==== Document section ====

Tracking the Muse
Singer-songwriter Brian DeMarco on inspiration, creativity and being Don Quixote
Flagstaff LIVE! Cover Story By Ryan Heinsius
Brian DeMarco can be an intense guy—and also one of the warmest human beings on the planet. A prolific creator, DeMarco has logged a lot of time by himself, cranking out songs that take him deep into the recesses of his psyche. As an artist, he maintains a constant amazement with the vast mysteries of elusive inspiration all artists attempt to beguile into their corner during the moment of creation.
A veteran songwriter, singer, bandleader, guitarist and harmonica player, DeMarco logged several years as one of the hardest working musicians in Flagstaff. During his six years living in Flag, DeMarco performed nearly every night some weeks and fronted multiple bands including, most prominently, the bluegrass-folk-Americana band Second Harvest and the electrified-bluesy Joe Banks Band (named after Tom Hanks’ character in the movie “Joe vs. the Volcano”). He also played solo acoustic gigs in nearly every local venue, performing his numerous hyper-literate folky tunes that explore the outer reaches of human consciousness, mining the endless depths of broad subjects like love, life, freedom and gloriously aimless wandering to create a DeMarco-specific mix of Delta and Chicago blues styles, rambling hobo folk, occasional driving rock and a variety of experimental sounds. And then, in 2006, DeMarco hit the road troubadour style and stayed out for almost two years playing gigs all around the country and living out of an RV. He eventually landed in Austin, Texas, where he hung out with former Flagstaff guitarist and bandmate Clay McClinton, returning to Arizona a year later where he’s resided since.

==== Working data ====

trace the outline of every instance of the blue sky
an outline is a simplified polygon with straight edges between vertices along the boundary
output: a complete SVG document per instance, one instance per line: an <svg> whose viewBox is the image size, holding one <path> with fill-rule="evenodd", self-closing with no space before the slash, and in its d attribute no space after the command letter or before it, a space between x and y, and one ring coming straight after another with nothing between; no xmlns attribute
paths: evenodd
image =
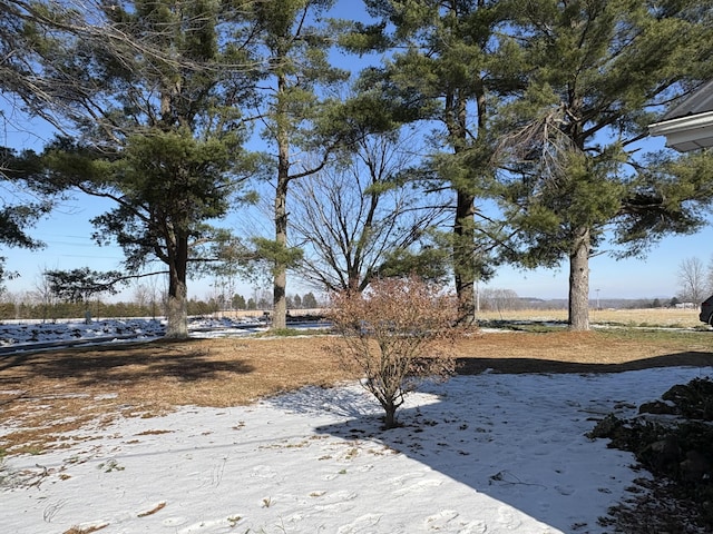
<svg viewBox="0 0 713 534"><path fill-rule="evenodd" d="M361 2L341 0L334 16L363 16ZM2 97L0 97L2 98ZM42 121L28 121L11 111L7 101L0 100L0 110L4 110L0 122L0 144L14 148L41 150L42 145L52 136L51 128ZM646 149L663 147L663 138L649 138ZM110 209L108 201L91 197L66 202L51 216L40 221L31 231L47 247L38 251L3 249L7 268L20 273L20 277L6 285L10 291L33 290L45 269L71 269L90 267L95 270L120 268L123 253L117 247L97 247L90 238L92 227L89 219ZM697 257L707 267L713 263L713 227L693 236L672 236L649 251L645 259L614 260L603 255L590 260L590 298L671 298L678 290L677 271L681 261ZM213 293L212 280L192 280L189 296L206 298ZM521 297L567 298L568 266L560 269L538 269L524 271L502 267L487 286L511 289ZM247 284L238 285L238 293L252 295L254 288ZM289 294L303 294L310 288L291 279ZM130 297L130 290L124 296Z"/></svg>

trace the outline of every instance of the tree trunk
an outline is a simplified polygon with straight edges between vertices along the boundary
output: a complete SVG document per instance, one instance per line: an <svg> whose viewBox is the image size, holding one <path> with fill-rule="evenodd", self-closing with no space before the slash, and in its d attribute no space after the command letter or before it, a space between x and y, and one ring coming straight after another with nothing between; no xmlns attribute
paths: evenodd
<svg viewBox="0 0 713 534"><path fill-rule="evenodd" d="M279 92L284 91L285 81L279 80ZM279 111L277 123L282 123ZM290 141L284 129L277 131L277 187L275 188L275 241L283 249L287 247L287 185L290 182ZM273 317L272 328L287 327L287 266L275 258L273 273Z"/></svg>
<svg viewBox="0 0 713 534"><path fill-rule="evenodd" d="M569 255L569 329L589 329L589 228L575 230Z"/></svg>
<svg viewBox="0 0 713 534"><path fill-rule="evenodd" d="M458 296L458 318L462 325L476 323L476 265L472 247L476 235L473 228L475 197L458 191L456 225L453 227L453 271Z"/></svg>
<svg viewBox="0 0 713 534"><path fill-rule="evenodd" d="M383 417L383 427L385 429L395 428L399 426L397 423L397 406L394 403L387 403L383 407L384 417Z"/></svg>
<svg viewBox="0 0 713 534"><path fill-rule="evenodd" d="M176 238L169 247L168 261L168 303L166 305L166 337L170 339L188 338L188 289L186 273L188 268L188 238Z"/></svg>

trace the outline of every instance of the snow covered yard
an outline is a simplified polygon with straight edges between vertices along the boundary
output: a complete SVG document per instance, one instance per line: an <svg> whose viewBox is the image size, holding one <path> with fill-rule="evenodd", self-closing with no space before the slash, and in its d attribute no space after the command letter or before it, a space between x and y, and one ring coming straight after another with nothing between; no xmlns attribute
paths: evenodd
<svg viewBox="0 0 713 534"><path fill-rule="evenodd" d="M634 458L585 437L711 368L480 374L409 398L401 428L358 384L118 418L8 458L3 532L604 533ZM2 432L7 432L4 428ZM87 428L81 432L87 435Z"/></svg>

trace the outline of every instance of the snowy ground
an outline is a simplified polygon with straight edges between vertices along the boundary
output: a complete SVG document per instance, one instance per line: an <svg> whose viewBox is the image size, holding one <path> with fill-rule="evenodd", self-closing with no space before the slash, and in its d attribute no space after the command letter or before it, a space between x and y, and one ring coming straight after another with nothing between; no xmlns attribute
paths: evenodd
<svg viewBox="0 0 713 534"><path fill-rule="evenodd" d="M154 339L164 335L165 322L159 319L60 319L57 322L9 320L0 324L0 349L36 348L38 344L110 343L127 339ZM192 337L254 334L265 324L256 319L192 318Z"/></svg>
<svg viewBox="0 0 713 534"><path fill-rule="evenodd" d="M118 419L8 458L1 532L604 533L646 474L585 437L593 419L712 374L460 376L409 397L388 432L358 384Z"/></svg>

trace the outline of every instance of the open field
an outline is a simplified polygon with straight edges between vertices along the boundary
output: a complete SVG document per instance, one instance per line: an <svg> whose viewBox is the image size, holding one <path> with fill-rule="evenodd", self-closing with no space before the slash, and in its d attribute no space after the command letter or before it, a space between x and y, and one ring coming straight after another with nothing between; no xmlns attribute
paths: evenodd
<svg viewBox="0 0 713 534"><path fill-rule="evenodd" d="M634 309L590 309L589 322L593 325L621 326L663 326L682 328L704 328L699 320L699 308L634 308ZM566 322L566 309L518 309L484 310L478 314L481 320L551 320Z"/></svg>

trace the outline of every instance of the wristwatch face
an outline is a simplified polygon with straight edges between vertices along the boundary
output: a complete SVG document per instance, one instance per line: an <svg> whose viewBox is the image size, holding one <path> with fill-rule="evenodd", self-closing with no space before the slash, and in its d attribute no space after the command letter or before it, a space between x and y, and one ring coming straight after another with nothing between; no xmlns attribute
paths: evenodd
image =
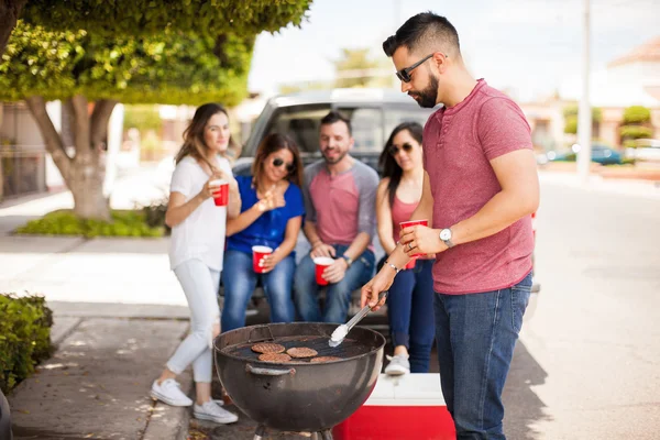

====

◆ **Your tasks**:
a - Extract the full article about singer-songwriter Brian DeMarco, reproducing it word for word.
b - Copy the stretch of the listing from its start through the line containing "2L341 0L334 16L363", both ends included, exactly as it appears, leaving out the pictures.
The article and the listing come from different sources.

◆ **Answers to the exercises**:
a -
Tracking the Muse
Singer-songwriter Brian DeMarco on inspiration, creativity and being Don Quixote
Flagstaff LIVE! Cover Story By Ryan Heinsius
Brian DeMarco can be an intense guy—and also one of the warmest human beings on the planet. A prolific creator, DeMarco has logged a lot of time by himself, cranking out songs that take him deep into the recesses of his psyche. As an artist, he maintains a constant amazement with the vast mysteries of elusive inspiration all artists attempt to beguile into their corner during the moment of creation.
A veteran songwriter, singer, bandleader, guitarist and harmonica player, DeMarco logged several years as one of the hardest working musicians in Flagstaff. During his six years living in Flag, DeMarco performed nearly every night some weeks and fronted multiple bands including, most prominently, the bluegrass-folk-Americana band Second Harvest and the electrified-bluesy Joe Banks Band (named after Tom Hanks’ character in the movie “Joe vs. the Volcano”). He also played solo acoustic gigs in nearly every local venue, performing his numerous hyper-literate folky tunes that explore the outer reaches of human consciousness, mining the endless depths of broad subjects like love, life, freedom and gloriously aimless wandering to create a DeMarco-specific mix of Delta and Chicago blues styles, rambling hobo folk, occasional driving rock and a variety of experimental sounds. And then, in 2006, DeMarco hit the road troubadour style and stayed out for almost two years playing gigs all around the country and living out of an RV. He eventually landed in Austin, Texas, where he hung out with former Flagstaff guitarist and bandmate Clay McClinton, returning to Arizona a year later where he’s resided since.

b -
trace the outline of every instance of the blue sky
an outline is a simplified polygon with straight edges between vertices along the boundary
output: a complete SVG document per instance, one instance per line: an <svg> whose viewBox is the image size, holding one <path> with fill-rule="evenodd", self-closing with no space before the slash, and in its d attribute no space after the command letter or before it, a space between x and y, and one ring coming straight after another with nothing between; no xmlns attribute
paths: evenodd
image =
<svg viewBox="0 0 713 534"><path fill-rule="evenodd" d="M361 2L341 0L334 16L363 16ZM2 97L0 97L2 98ZM42 121L28 121L11 111L7 101L0 100L0 110L4 110L0 122L0 144L14 148L41 150L42 145L52 136L51 128ZM646 149L663 147L663 138L649 138ZM110 209L108 201L91 197L66 202L51 216L40 221L31 231L47 247L38 251L3 249L7 268L20 273L20 277L6 285L10 291L33 290L45 269L71 269L90 267L95 270L120 268L123 253L117 247L97 247L90 238L92 227L89 219ZM697 257L707 267L713 263L713 227L693 236L672 236L649 251L645 259L614 260L603 255L590 260L590 298L671 298L678 290L677 271L681 261ZM213 293L212 280L192 280L189 296L206 298ZM521 297L567 298L568 266L560 269L538 269L524 271L502 267L487 286L511 289ZM247 284L238 285L238 293L252 295L254 288ZM289 294L303 294L310 288L291 279ZM130 297L130 290L124 296Z"/></svg>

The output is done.